_WHAT TO WORK ON_
Set out every line of the data below as a numbered list, leaving out any blank lines.
>> begin ITEMS
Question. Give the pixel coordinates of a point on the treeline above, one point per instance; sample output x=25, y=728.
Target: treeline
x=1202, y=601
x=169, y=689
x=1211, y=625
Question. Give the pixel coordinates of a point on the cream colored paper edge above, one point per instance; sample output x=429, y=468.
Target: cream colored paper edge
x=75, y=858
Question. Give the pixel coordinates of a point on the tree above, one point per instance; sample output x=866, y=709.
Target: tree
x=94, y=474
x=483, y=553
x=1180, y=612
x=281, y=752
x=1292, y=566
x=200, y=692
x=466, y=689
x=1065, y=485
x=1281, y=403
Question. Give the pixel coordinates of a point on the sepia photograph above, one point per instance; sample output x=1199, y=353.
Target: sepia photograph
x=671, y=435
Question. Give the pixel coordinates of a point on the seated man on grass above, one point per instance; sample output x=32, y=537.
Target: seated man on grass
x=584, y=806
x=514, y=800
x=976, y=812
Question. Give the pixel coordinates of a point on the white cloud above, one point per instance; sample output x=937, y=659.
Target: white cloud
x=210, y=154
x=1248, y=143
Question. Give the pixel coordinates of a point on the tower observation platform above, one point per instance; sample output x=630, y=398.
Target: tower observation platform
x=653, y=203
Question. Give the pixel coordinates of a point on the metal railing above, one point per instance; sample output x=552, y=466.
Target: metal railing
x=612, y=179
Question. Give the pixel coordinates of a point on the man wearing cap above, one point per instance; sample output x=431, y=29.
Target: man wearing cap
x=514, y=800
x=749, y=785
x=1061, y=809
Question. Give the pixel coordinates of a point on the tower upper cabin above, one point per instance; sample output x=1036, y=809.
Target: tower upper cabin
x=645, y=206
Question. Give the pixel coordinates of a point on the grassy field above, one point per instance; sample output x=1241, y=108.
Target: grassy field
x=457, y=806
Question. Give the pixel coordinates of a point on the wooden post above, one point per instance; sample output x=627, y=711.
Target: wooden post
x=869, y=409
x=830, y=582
>> end ITEMS
_CORRECT OUTPUT_
1. Question. Give the pixel coordinates of a point on the treeline above, one point per instance; sample output x=25, y=728.
2. Target: treeline
3. x=1202, y=601
4. x=169, y=689
5. x=1211, y=625
6. Question. Give the pixel coordinates of a point on the cream colored paper edge above, one point per instance; sample output x=429, y=468.
7. Target: cream colored paper edge
8. x=75, y=858
9. Question. Give the pixel coordinates of a point on the tree above, one point per instance; sample output x=866, y=709.
10. Target: tree
11. x=94, y=474
12. x=483, y=553
13. x=1180, y=612
14. x=281, y=752
15. x=1292, y=566
16. x=200, y=692
17. x=466, y=689
18. x=1065, y=485
19. x=1281, y=403
20. Question. Give the pixel coordinates of a point on the sepia photograph above, one point per instance; sample output x=1199, y=353.
21. Target: sepia photograph
22. x=671, y=435
23. Question. Give the pixel coordinates of a point on the seated man on grass above, one point per instance; sample output x=32, y=537.
24. Target: seated man on grass
25. x=584, y=806
26. x=514, y=800
27. x=976, y=812
28. Question. Give the pixel coordinates of a point on the white cloud above, one point per instance; sample output x=937, y=659.
29. Target: white cloud
30. x=210, y=154
31. x=1248, y=143
32. Question. Give the pixel coordinates of a point on the tower observation platform above, one point per instance; sample output x=630, y=398.
33. Target: tower observation platform
34. x=653, y=203
35. Question. Give the pixel coordinates of a point on the metal railing above, one point per instance; sample output x=552, y=466.
36. Target: metal railing
37. x=612, y=179
38. Question. Give the pixel coordinates of a point on the man wearing cap above, one point per instance; sample output x=431, y=29.
39. Target: man wearing cap
40. x=514, y=800
41. x=749, y=785
42. x=1061, y=809
43. Question. Give the pixel coordinates of a point on the tower upper cabin above, one point per instance; sample output x=1036, y=809.
44. Target: tower upper cabin
45. x=645, y=206
46. Question. Give the pixel coordinates of a point on the grassy field above, one point per instance; sample output x=1241, y=108.
47. Target: grassy field
48. x=457, y=806
49. Question. Give the pixel coordinates of a point on the wooden post above, one point per instance; sample output x=627, y=711.
50. Target: wooden post
51. x=869, y=409
52. x=830, y=582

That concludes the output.